▶ Apply what you read
[a] According to the malabsorption tests text, what fecal elastase-1 level indicates pancreatic insufficiency?
[b] In the malabsorption tests text, how does the second stage of the ¹⁴C-triolein breath test tell pancreatic insufficiency apart from a mucosal or other cause?
[c] Duplicate the passage of the malabsorption tests text that begins at the words "Fecal Elastase-1" and stops after the words "(toast and butter)".

▶ Text excerpt
+---+

STEP 3: Tests for Specific Types of Malabsorption

A. Tests for Fat Malabsorption / Pancreatic Function

Fecal Elastase-1

  • Elastase-1 is a pancreatic enzyme that survives intestinal transit intact and is 5-6 times concentrated in feces
  • A single 100 mg stool sample is sufficient
  • Cutoff: <200 µg/g stool = pancreatic insufficiency
  • Sensitivity for severe pancreatic insufficiency is high; less sensitive for mild disease
  • Unaffected by pancreatic enzyme replacement therapy
  • Better than fecal chymotrypsin, bentiromide (NBT-PABA), and pancreo-lauryl tests

¹³C Mixed-Chain Triglyceride Breath Test

  • Patient given ¹³C-labeled medium- and long-chain fatty acids orally with a standard meal (toast and butter)
  • Breath samples collected over 5 hours; exhaled ¹³CO₂ expressed as % of administered dose
  • Normal: 25-40% excretion
  • Sensitivity 89%, specificity 81% for pancreatic insufficiency

¹⁴C-Triolein Breath Test

  • Oral ¹⁴C-labeled triglyceride → measures ¹⁴CO₂ in expired air
  • Decreased expiration = decreased triglyceride absorption (steatorrhoea from any cause)
  • Two-stage test: if ¹⁴CO₂ increases with oral pancreatic enzyme supplementation in the second stage → pancreatic insufficiency confirmed; no change → mucosal/other cause
  • Limitation: requires scintillation counter and isotope facilities

Secretin-Cholecystokinin (CCK) Test / Direct Pancreatic Function Tests

  • Gold standard for exocrine pancreatic function
  • IV secretin or CCK given; duodenal aspirate collected and analyzed for bicarbonate and enzyme output
  • Reduced bicarbonate concentration or enzyme output = exocrine pancreatic insufficiency
  • Invasive but most sensitive for mild-moderate pancreatic insufficiency

Serum Lipase and Amylase

  • Markedly elevated in acute pancreatitis; may be low or normal in chronic pancreatic insufficiency

B. Tests for Mucosal (Enterogenous) Malabsorption

D-Xylose Absorption Test

  • Most valuable differential diagnostic test for distinguishing mucosal malabsorption from pancreatic maldigestion
  • D-xylose (a pentose sugar not normally found in the body or diet) is passively absorbed in the small intestine without requiring pancreatic enzymes
  • Procedure: 25 g D-xylose in water is given orally after overnight fast
  • Urine collected for 5 hours; normal excretion >4-5 g in 5 hours
  • <3 g excreted = enterogenous (mucosal) malabsorption (proximal small bowel disease)

+---+

Point-per-instance localization data

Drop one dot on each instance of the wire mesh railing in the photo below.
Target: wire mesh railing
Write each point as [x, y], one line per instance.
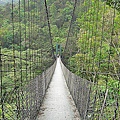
[94, 102]
[21, 100]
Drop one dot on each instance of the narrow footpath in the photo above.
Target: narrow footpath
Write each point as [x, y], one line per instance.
[58, 103]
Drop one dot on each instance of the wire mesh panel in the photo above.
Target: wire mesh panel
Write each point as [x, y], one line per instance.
[92, 101]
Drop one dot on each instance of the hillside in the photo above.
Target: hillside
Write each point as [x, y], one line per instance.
[3, 2]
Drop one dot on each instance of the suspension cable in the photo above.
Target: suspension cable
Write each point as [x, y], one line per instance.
[49, 27]
[70, 25]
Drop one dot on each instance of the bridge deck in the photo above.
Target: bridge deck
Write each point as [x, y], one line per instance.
[58, 103]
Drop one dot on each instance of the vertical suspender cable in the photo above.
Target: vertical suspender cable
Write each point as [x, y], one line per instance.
[70, 25]
[49, 27]
[15, 80]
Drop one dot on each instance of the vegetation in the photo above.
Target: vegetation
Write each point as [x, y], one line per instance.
[94, 39]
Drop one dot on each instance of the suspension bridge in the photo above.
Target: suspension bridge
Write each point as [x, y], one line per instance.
[82, 83]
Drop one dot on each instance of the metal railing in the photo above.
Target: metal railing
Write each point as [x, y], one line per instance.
[93, 101]
[21, 100]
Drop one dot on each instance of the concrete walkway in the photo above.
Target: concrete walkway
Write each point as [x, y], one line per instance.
[58, 103]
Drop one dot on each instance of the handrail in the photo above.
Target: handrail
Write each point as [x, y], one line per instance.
[92, 100]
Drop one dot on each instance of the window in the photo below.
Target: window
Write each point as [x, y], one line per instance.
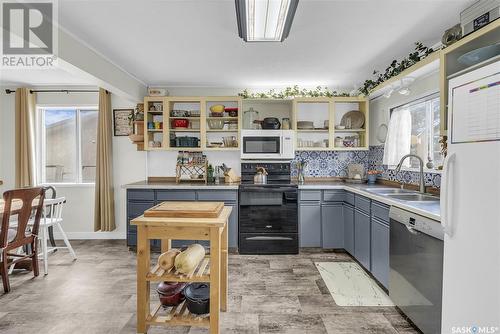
[425, 130]
[68, 150]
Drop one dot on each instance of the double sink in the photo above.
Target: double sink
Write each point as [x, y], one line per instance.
[404, 195]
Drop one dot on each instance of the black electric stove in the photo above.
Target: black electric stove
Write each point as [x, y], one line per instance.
[268, 213]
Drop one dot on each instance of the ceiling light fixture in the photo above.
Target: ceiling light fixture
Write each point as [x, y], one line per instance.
[265, 20]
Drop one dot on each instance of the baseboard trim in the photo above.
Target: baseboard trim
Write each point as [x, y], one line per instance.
[91, 235]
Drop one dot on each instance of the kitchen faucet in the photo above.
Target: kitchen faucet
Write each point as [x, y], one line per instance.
[421, 172]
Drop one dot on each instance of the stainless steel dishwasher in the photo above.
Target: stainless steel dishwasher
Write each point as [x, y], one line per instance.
[416, 268]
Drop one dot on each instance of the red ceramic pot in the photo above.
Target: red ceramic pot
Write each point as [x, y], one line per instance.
[171, 294]
[180, 123]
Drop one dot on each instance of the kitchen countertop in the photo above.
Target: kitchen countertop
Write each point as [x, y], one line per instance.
[427, 209]
[183, 185]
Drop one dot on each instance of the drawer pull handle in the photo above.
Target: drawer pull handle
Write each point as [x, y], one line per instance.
[269, 238]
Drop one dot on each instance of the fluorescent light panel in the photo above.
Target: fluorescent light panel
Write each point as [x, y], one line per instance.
[265, 20]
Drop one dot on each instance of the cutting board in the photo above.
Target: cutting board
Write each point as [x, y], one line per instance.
[185, 210]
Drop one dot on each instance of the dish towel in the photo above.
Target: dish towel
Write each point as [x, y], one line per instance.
[398, 142]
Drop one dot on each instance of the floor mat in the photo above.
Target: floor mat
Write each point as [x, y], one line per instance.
[350, 285]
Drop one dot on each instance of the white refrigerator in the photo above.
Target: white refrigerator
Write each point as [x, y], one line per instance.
[470, 204]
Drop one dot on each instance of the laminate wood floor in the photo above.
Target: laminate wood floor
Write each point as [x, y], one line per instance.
[267, 294]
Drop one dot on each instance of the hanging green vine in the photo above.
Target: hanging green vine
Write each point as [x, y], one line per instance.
[421, 52]
[291, 92]
[395, 68]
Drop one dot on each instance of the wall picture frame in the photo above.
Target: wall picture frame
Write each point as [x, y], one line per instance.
[121, 126]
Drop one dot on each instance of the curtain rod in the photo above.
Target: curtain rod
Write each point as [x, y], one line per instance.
[67, 91]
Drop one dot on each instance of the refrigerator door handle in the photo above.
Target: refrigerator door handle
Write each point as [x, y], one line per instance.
[446, 203]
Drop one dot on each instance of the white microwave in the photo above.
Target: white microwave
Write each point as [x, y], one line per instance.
[267, 144]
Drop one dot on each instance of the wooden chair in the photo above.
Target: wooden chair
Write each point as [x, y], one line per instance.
[52, 216]
[20, 202]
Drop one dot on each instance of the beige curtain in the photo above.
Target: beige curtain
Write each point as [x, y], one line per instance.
[25, 138]
[104, 215]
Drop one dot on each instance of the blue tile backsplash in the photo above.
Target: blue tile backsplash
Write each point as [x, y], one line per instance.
[329, 163]
[334, 164]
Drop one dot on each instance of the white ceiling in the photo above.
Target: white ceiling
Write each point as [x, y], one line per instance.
[195, 43]
[39, 77]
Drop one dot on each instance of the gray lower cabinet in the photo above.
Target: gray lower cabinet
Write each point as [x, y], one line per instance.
[139, 200]
[362, 238]
[380, 251]
[348, 211]
[332, 225]
[310, 224]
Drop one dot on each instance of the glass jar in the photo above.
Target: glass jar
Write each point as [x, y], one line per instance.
[249, 117]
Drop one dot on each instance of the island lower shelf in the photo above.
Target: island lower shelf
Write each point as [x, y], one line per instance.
[177, 316]
[201, 273]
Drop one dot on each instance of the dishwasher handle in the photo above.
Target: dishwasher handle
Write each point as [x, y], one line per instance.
[411, 229]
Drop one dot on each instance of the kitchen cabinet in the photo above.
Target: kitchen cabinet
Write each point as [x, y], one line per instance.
[348, 212]
[139, 200]
[362, 238]
[310, 224]
[332, 225]
[380, 251]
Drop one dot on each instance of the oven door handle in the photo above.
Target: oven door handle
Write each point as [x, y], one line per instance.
[269, 189]
[268, 238]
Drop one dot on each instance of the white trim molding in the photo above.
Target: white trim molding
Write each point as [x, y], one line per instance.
[92, 235]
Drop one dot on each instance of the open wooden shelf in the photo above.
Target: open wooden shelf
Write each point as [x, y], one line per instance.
[223, 117]
[185, 130]
[313, 130]
[199, 274]
[177, 316]
[221, 130]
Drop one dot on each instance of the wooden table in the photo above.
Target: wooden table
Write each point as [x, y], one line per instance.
[212, 269]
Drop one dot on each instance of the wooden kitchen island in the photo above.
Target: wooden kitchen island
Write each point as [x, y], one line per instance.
[212, 269]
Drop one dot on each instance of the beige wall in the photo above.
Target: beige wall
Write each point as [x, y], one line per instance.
[129, 165]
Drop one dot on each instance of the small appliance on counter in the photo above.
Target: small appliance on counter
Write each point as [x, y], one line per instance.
[270, 123]
[267, 144]
[268, 213]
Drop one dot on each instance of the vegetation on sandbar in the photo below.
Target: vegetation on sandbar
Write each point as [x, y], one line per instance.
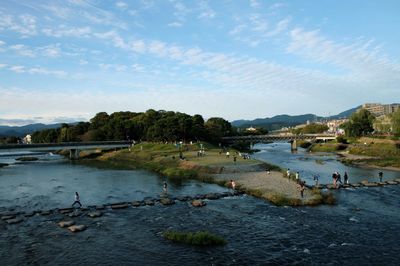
[199, 238]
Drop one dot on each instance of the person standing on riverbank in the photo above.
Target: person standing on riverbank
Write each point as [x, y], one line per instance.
[233, 184]
[77, 201]
[165, 187]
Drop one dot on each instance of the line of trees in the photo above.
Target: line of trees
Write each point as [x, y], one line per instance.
[150, 126]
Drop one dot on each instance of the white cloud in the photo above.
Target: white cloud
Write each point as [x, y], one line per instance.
[23, 24]
[63, 31]
[23, 50]
[175, 24]
[121, 5]
[206, 12]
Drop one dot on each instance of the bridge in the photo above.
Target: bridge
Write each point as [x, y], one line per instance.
[292, 138]
[73, 147]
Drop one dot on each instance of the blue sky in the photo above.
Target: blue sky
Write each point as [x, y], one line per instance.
[67, 60]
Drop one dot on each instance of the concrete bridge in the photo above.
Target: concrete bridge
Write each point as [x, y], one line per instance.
[73, 147]
[292, 138]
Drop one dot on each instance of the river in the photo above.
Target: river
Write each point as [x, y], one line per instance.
[363, 229]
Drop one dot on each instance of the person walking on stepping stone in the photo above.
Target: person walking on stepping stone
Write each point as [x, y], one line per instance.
[77, 200]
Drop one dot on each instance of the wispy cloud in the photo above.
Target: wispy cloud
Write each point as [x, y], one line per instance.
[23, 24]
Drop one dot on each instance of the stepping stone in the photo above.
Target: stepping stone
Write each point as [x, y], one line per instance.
[63, 224]
[198, 203]
[14, 220]
[213, 196]
[119, 206]
[77, 228]
[95, 214]
[7, 217]
[167, 201]
[149, 202]
[136, 203]
[65, 210]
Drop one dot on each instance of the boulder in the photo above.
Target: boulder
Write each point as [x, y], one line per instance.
[63, 224]
[77, 228]
[14, 220]
[95, 214]
[65, 210]
[136, 203]
[213, 196]
[119, 206]
[198, 203]
[167, 201]
[7, 217]
[149, 202]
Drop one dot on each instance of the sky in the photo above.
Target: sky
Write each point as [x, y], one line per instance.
[66, 60]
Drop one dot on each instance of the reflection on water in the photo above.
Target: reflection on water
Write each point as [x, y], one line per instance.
[310, 164]
[363, 229]
[52, 181]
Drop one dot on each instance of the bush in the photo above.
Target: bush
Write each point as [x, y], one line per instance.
[200, 238]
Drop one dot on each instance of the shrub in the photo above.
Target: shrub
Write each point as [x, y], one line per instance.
[199, 238]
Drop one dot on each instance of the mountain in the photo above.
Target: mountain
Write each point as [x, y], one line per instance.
[280, 121]
[22, 131]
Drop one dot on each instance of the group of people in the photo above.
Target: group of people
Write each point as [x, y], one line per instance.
[337, 178]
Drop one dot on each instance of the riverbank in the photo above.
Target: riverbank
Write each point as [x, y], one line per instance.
[214, 166]
[365, 152]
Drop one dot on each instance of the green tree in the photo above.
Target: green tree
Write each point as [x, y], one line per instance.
[396, 123]
[359, 124]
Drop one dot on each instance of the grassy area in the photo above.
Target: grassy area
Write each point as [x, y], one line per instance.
[200, 238]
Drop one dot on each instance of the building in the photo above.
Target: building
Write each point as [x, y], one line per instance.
[27, 139]
[378, 109]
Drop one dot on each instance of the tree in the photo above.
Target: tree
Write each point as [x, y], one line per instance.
[396, 123]
[359, 124]
[217, 128]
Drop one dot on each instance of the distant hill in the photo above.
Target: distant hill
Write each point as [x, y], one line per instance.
[280, 121]
[22, 131]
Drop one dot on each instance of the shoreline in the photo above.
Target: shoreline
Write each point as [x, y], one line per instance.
[250, 175]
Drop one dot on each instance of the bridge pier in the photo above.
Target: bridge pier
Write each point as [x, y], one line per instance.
[74, 154]
[293, 145]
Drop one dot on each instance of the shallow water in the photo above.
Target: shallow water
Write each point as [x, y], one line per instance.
[363, 229]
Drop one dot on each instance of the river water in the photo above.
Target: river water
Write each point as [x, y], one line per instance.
[363, 229]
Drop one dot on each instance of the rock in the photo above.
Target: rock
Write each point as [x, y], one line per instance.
[119, 206]
[77, 228]
[198, 203]
[167, 201]
[95, 214]
[135, 203]
[213, 196]
[149, 202]
[7, 217]
[44, 213]
[63, 224]
[14, 220]
[65, 210]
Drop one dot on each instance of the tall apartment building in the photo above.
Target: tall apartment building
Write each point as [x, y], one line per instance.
[378, 109]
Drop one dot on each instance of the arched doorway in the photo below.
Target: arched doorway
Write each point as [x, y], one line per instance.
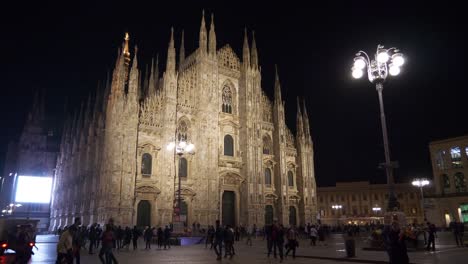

+---+

▶ Expected results
[a] Less than 200 µg/g of stool.

[b] In the second stage, oral pancreatic enzyme supplements are given. If exhaled ¹⁴CO₂ then increases, pancreatic insufficiency is confirmed. If there is no change, the cause is mucosal or something else.

[c]
Fecal Elastase-1

  • Elastase-1 is a pancreatic enzyme that survives intestinal transit intact and is 5-6 times concentrated in feces
  • A single 100 mg stool sample is sufficient
  • Cutoff: <200 µg/g stool = pancreatic insufficiency
  • Sensitivity for severe pancreatic insufficiency is high; less sensitive for mild disease
  • Unaffected by pancreatic enzyme replacement therapy
  • Better than fecal chymotrypsin, bentiromide (NBT-PABA), and pancreo-lauryl tests

¹³C Mixed-Chain Triglyceride Breath Test

  • Patient given ¹³C-labeled medium- and long-chain fatty acids orally with a standard meal (toast and butter)